** Dataset excerpts follows **

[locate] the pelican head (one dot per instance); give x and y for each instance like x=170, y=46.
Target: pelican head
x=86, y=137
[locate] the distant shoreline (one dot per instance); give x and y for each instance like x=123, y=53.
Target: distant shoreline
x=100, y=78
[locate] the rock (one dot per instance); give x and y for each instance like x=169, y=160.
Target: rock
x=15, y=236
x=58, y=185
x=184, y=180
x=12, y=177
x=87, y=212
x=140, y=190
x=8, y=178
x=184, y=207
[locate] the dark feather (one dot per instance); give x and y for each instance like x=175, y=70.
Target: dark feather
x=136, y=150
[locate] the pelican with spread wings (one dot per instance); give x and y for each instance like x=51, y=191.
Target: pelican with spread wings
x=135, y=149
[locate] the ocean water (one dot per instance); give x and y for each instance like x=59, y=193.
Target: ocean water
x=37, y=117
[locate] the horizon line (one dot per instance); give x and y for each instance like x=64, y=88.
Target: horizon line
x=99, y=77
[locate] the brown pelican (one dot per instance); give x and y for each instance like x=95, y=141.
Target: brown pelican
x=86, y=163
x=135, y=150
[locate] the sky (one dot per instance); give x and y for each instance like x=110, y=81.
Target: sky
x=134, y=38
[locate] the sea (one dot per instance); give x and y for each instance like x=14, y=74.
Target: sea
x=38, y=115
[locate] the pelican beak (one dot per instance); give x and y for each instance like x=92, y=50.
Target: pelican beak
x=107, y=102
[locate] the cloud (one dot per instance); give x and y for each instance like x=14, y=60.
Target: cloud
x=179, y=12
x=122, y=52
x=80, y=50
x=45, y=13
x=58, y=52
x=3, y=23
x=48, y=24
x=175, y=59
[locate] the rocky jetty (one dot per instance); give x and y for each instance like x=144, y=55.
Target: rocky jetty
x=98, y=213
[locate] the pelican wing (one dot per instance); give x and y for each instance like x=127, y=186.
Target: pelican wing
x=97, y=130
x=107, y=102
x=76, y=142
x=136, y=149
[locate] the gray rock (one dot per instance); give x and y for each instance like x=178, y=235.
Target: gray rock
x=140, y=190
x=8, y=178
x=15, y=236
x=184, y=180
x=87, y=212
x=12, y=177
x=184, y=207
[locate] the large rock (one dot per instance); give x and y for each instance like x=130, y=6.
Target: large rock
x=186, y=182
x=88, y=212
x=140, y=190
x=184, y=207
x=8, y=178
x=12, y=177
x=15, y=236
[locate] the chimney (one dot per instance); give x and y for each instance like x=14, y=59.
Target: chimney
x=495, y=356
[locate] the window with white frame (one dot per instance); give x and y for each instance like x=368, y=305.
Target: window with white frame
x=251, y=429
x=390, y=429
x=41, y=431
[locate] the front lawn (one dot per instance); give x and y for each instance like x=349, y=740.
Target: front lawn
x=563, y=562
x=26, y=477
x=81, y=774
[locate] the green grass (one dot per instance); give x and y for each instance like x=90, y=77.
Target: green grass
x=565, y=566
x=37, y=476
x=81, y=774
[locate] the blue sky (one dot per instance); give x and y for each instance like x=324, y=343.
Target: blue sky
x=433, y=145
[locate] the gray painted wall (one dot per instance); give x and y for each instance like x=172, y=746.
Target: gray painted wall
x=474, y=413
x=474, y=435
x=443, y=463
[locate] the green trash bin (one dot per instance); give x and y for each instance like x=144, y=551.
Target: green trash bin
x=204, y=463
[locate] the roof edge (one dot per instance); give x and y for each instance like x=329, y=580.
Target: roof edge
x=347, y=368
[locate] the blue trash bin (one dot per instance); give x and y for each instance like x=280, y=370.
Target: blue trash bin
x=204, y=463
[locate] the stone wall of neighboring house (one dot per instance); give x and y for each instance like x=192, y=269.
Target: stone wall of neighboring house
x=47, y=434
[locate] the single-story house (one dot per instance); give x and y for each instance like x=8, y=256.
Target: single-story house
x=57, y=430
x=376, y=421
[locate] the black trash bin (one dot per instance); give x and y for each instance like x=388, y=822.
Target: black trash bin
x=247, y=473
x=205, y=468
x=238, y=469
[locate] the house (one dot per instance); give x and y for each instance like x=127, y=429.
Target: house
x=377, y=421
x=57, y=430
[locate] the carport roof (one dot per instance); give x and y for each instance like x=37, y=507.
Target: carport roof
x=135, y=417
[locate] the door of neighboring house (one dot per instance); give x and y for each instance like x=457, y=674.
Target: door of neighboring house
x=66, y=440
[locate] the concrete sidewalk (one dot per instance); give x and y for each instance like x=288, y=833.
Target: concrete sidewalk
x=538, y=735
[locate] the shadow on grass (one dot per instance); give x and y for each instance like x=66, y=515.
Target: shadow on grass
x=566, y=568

** End of Dataset excerpts **

▶ Task directions
Output the entire set of records exactly as shown.

▶ Answer for this exercise
[locate] the pelican head (one dot per instance); give x and y for each instance like x=170, y=46.
Target: pelican head
x=86, y=137
[locate] the distant shoreline (one dot per instance); give x and y for each instance like x=123, y=53.
Target: distant shoreline
x=100, y=78
[locate] the rock (one dot per instance); give x and y for each instance like x=169, y=160.
Target: rock
x=15, y=236
x=58, y=185
x=184, y=180
x=12, y=177
x=87, y=212
x=140, y=190
x=8, y=178
x=184, y=207
[locate] the dark feather (one dot per instance); give x and y for each instance like x=175, y=70.
Target: dark feather
x=136, y=150
[locate] the pelican with spread wings (one dot per instance); give x and y for each instance like x=51, y=191.
Target: pelican with spread wings
x=135, y=149
[locate] the ocean water (one dot per instance); give x and y for each instance like x=59, y=193.
Target: ocean water
x=37, y=117
[locate] the horizon line (one dot per instance); give x and y for each instance like x=64, y=88.
Target: horizon line
x=99, y=77
[locate] the brown pelican (one dot per instance); give x and y for each instance like x=95, y=141.
Target: brown pelican
x=86, y=163
x=135, y=150
[locate] the sky (one dot per instance); give x and y for each instance like x=110, y=81.
Target: sky
x=134, y=38
[locate] the sea (one dot per instance); give x and y for each instance like x=14, y=74.
Target: sea
x=38, y=115
[locate] the pelican beak (one dot per instance); give x and y for each instance like x=92, y=50.
Target: pelican beak
x=107, y=102
[locate] the cloud (one dot per instance); give x and y for each instance like x=14, y=60.
Target: cloud
x=179, y=12
x=122, y=52
x=80, y=50
x=45, y=13
x=58, y=52
x=3, y=23
x=48, y=24
x=175, y=59
[locate] the rocky jetty (one dot per instance); give x and y for each instance like x=144, y=55.
Target: rocky jetty
x=98, y=213
[locate] the pelican wing (one dot per instance); give x and y for each instance like x=127, y=186.
Target: pelican wing
x=97, y=130
x=107, y=102
x=76, y=142
x=136, y=149
[locate] the gray rock (one dot per instance); give x and y for each instance like x=178, y=235.
Target: gray rock
x=140, y=190
x=8, y=178
x=15, y=236
x=184, y=180
x=87, y=212
x=12, y=177
x=184, y=207
[locate] the large rock (one dot per instance); give x and y for each instance like x=130, y=6.
Target: large rock
x=186, y=182
x=88, y=212
x=140, y=190
x=184, y=207
x=8, y=178
x=12, y=177
x=15, y=236
[locate] the chimney (one dot per instance); give x and y for each instance like x=14, y=59.
Target: chimney
x=495, y=356
[locate] the window with white frame (one dot per instance); give x and y for each instance like x=368, y=305.
Target: window with white frame
x=251, y=429
x=390, y=429
x=41, y=431
[locate] the front lawn (one dot per instance); give x and y for each instance like x=349, y=740.
Target: front lawn
x=563, y=562
x=26, y=477
x=81, y=774
[locate] the green grass (one dot per instance); give x and y for each instance like x=90, y=77.
Target: green grass
x=565, y=566
x=37, y=476
x=81, y=774
[locate] the blue sky (one dot per instance); give x and y for each instance like x=324, y=343.
Target: blue sky
x=433, y=145
[locate] the gray painted wall (one dot per instance); give x and y for each instance like x=172, y=746.
Target: gray painted wall
x=474, y=413
x=474, y=435
x=443, y=463
[locate] the green trash bin (one dot per instance); give x and y for each instance like x=144, y=551.
Target: green trash bin
x=204, y=463
[locate] the roof edge (one dot per instance); give x and y for each instance like x=329, y=580.
Target: roof edge
x=347, y=368
[locate] the blue trash bin (one dot per instance); give x and y for each instance like x=280, y=370.
Target: blue trash bin
x=204, y=463
[locate] the stone wall of neighboring house (one dot per instance); give x and y for each instance like x=192, y=269.
Target: stone wall of neighboring house
x=47, y=434
[locate] the single-story house (one dot per instance); give x and y for each instance like x=8, y=256.
Target: single-story house
x=57, y=430
x=376, y=421
[locate] the black trash bin (one dot per instance); give x and y for each instance like x=388, y=822.
Target: black trash bin
x=247, y=473
x=205, y=468
x=238, y=469
[locate] the house (one dot per instance); give x and y for each instance like x=127, y=429.
Target: house
x=377, y=421
x=57, y=430
[locate] the carport roof (one dot per instance); give x and y for each instance like x=37, y=507.
Target: carport roof
x=135, y=417
[locate] the door of neighboring house (one dot per instance); give x and y for each instance like x=457, y=674.
Target: door of neighboring house
x=66, y=440
[locate] the concrete sidewalk (one dot per instance); give x and y for each instance like x=288, y=833.
Target: concrete sidewalk
x=538, y=735
[locate] the shadow on grass (one dot per instance); give x and y for each instance like x=66, y=515.
Target: shadow on grass
x=566, y=568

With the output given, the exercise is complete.